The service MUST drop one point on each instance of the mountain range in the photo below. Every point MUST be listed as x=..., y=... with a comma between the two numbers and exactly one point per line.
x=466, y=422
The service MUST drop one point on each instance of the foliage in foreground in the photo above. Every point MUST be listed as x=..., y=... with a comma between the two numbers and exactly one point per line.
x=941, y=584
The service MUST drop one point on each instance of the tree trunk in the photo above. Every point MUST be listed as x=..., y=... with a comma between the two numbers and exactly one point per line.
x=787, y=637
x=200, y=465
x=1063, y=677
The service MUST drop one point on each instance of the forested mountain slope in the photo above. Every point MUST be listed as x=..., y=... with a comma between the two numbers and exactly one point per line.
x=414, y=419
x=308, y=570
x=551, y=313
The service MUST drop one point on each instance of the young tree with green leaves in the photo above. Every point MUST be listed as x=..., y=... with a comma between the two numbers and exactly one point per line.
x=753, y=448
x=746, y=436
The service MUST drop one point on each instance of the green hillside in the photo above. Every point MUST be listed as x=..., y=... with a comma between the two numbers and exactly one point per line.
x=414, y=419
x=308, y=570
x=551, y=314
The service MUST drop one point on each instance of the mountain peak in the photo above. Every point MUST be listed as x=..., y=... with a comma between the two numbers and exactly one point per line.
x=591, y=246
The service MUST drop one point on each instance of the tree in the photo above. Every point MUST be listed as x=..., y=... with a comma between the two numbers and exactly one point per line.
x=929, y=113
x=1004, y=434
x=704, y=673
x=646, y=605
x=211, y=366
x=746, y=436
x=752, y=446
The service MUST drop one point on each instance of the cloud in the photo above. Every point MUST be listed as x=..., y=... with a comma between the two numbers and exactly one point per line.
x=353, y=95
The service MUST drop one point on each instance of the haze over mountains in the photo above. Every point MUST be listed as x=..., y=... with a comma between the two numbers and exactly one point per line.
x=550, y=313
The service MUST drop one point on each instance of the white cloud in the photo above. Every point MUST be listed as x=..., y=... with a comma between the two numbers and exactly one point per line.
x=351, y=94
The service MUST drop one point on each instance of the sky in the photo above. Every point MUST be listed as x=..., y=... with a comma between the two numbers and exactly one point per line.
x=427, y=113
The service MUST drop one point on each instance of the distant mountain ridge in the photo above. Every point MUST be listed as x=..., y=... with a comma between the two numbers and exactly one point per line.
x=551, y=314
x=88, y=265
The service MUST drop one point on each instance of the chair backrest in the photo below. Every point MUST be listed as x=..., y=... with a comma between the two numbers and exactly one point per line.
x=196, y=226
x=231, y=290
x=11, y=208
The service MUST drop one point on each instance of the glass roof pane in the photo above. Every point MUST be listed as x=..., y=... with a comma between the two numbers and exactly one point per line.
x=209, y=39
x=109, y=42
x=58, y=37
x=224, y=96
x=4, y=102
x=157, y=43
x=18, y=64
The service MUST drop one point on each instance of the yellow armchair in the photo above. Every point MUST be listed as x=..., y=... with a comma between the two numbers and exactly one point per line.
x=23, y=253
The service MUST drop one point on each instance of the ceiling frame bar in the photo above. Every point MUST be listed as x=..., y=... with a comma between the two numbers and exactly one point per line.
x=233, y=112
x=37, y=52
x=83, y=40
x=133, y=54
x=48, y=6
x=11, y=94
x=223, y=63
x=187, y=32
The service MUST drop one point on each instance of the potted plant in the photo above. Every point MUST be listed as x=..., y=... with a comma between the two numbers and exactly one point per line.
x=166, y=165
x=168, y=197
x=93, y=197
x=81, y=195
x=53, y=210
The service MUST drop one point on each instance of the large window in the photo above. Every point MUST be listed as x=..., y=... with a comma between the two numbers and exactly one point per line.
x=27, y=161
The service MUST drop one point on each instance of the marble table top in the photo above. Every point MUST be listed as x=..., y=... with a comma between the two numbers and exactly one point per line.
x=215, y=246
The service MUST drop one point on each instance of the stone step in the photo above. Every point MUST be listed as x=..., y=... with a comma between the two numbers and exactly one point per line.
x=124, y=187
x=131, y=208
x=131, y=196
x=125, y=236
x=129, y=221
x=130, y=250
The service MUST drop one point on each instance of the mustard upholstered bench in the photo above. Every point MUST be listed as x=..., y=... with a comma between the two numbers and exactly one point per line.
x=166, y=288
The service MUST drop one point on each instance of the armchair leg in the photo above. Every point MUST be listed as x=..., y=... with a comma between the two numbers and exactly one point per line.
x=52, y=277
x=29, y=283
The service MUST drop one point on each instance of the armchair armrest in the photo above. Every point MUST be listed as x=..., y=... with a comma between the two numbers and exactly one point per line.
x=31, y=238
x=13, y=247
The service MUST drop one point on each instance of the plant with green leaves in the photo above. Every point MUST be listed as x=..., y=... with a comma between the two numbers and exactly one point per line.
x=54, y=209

********

(What is needed) Copy out every line above word for word, in the same order.

(Exercise response)
The service MUST drop one point on each instance of the mountain range in the photo below. Every point MUST be listed as x=..., y=... with a comma between the two numbers and exactly one point per line.
x=466, y=422
The service MUST drop one point on each instance of the foliage in foreground in the photo above. Every point MUST be listed as x=..., y=... with a comma between the two numbers and exactly one point per line.
x=941, y=584
The service MUST drop one point on each instance of the tree trunk in the photo above. Every point MUST be listed as x=..., y=... with a comma between the two numbers and exactly one point per line.
x=787, y=637
x=200, y=465
x=1063, y=677
The service MUST drop one point on each instance of the forested mountain slope in the photo above. Every point MUST be listed as x=..., y=... with a comma between the two numbers and exactly one point per line.
x=414, y=419
x=308, y=570
x=551, y=313
The service MUST drop one point on each instance of the young tree with green leaves in the photo above. Every point MUST be listed as x=..., y=... with a comma between the two numbers and exactly one point per line.
x=753, y=448
x=746, y=436
The service MUST drop one point on each instance of the green hillside in the photo above. Every point MUST be listed as x=..., y=... with a comma between the two numbers and exactly one point per line.
x=414, y=419
x=308, y=570
x=551, y=314
The service MUST drop one point on each instance of the mountain peak in the photo above. Every point MUST be listed as x=..., y=... with a comma between the two numbers and exactly one point per line.
x=591, y=246
The service MUST drop one point on each instance of the tree in the photo above. Every point MUST be listed as x=..., y=... with a comma between the two numbers and exactly one point per line.
x=929, y=113
x=1004, y=434
x=704, y=673
x=646, y=605
x=211, y=366
x=746, y=436
x=752, y=446
The service MUST drop one point on each instance of the cloud in the photo above. Every point MUST be listed as x=..., y=... with a comma between the two numbers and exactly one point per line.
x=353, y=95
The service MUST drop one point on each instance of the haze over mountains in the photo above. Every point MUST be listed as x=..., y=... with a comma between the two numbers and exactly one point per line.
x=550, y=313
The service MUST drop one point on each instance of the white cloud in the photo above. Every point MUST be listed as x=..., y=... with a comma between the two numbers and exactly one point per line.
x=351, y=94
The service MUST drop one point on each instance of the sky in the photo above. Every point MUST be listed as x=..., y=... with a comma between the two numbers and exactly one point per line.
x=427, y=113
The service MUST drop one point on each instance of the distant mountain ridge in the photo above. Every point MUST be listed as x=..., y=... with a comma between the two numbers and exactly one point per line.
x=551, y=314
x=88, y=265
The service MUST drop one point on each instance of the chair backrest in the photo below. Every point MUST be listed as x=..., y=... with a comma between the two numbers and exactly one point per line.
x=196, y=226
x=231, y=290
x=11, y=208
The service MUST drop one point on each instance of the glass roof pane in the photo above. Every point MUST be listed as x=..., y=... with a comma between the two numbers and exactly one point per line.
x=209, y=39
x=109, y=42
x=58, y=37
x=224, y=96
x=4, y=102
x=157, y=43
x=18, y=64
The service MUST drop one point on each instance of the yellow armchair in the photo above. Every point MUST be listed as x=..., y=... with a comma between the two numbers and exactly one point per line.
x=23, y=253
The service MUST drop one point on each instance of the ceiling frame bar in the photo above. Every point MUST be listed as x=..., y=... with a comma between the two numbers and exactly one point per line.
x=233, y=112
x=37, y=52
x=83, y=40
x=133, y=54
x=48, y=6
x=11, y=94
x=223, y=63
x=187, y=32
The service MUST drop one point on each instance of the potted plant in the photo above. Every point MUST be listed as x=..., y=... with a comma between the two numbers and exactly one point per line.
x=166, y=165
x=168, y=197
x=93, y=197
x=81, y=195
x=53, y=210
The service MUST drop one point on each instance of the large window in the photo above. Every point MUST be listed as x=..., y=... with a comma between the two numbers and exactly one point per line.
x=27, y=161
The service MUST drop one point on each instance of the marble table top in the photo above. Every point MUST be listed as x=..., y=... with a comma between the two numbers and exactly one point per line.
x=215, y=246
The service MUST drop one point on each instance of the stone step in the photo above. Every point MUST be listed as x=..., y=... with a comma between the two numbers and exactly one point per line.
x=124, y=187
x=131, y=208
x=131, y=196
x=125, y=236
x=129, y=221
x=130, y=250
The service MUST drop one point on each instance of the mustard upholstered bench in the photo above. Every point MUST be listed as x=..., y=... with a comma between the two numbers and exactly one point per line.
x=166, y=288
The service MUST drop one point on each instance of the armchair leg in the photo above. Every point MUST be listed as x=..., y=... with a comma between the two numbers and exactly one point per line.
x=52, y=277
x=29, y=283
The service MUST drop one point on each instance of the armchair armrest in the photo above. Every point MUST be listed as x=..., y=... with a comma between the two numbers and exactly one point per line.
x=31, y=238
x=13, y=247
The service MUST drop one point on each instance of the plant with green leaves in the photo above. Every point MUST be listed as x=..., y=... with a comma between the two numbers and exactly one point per line.
x=54, y=209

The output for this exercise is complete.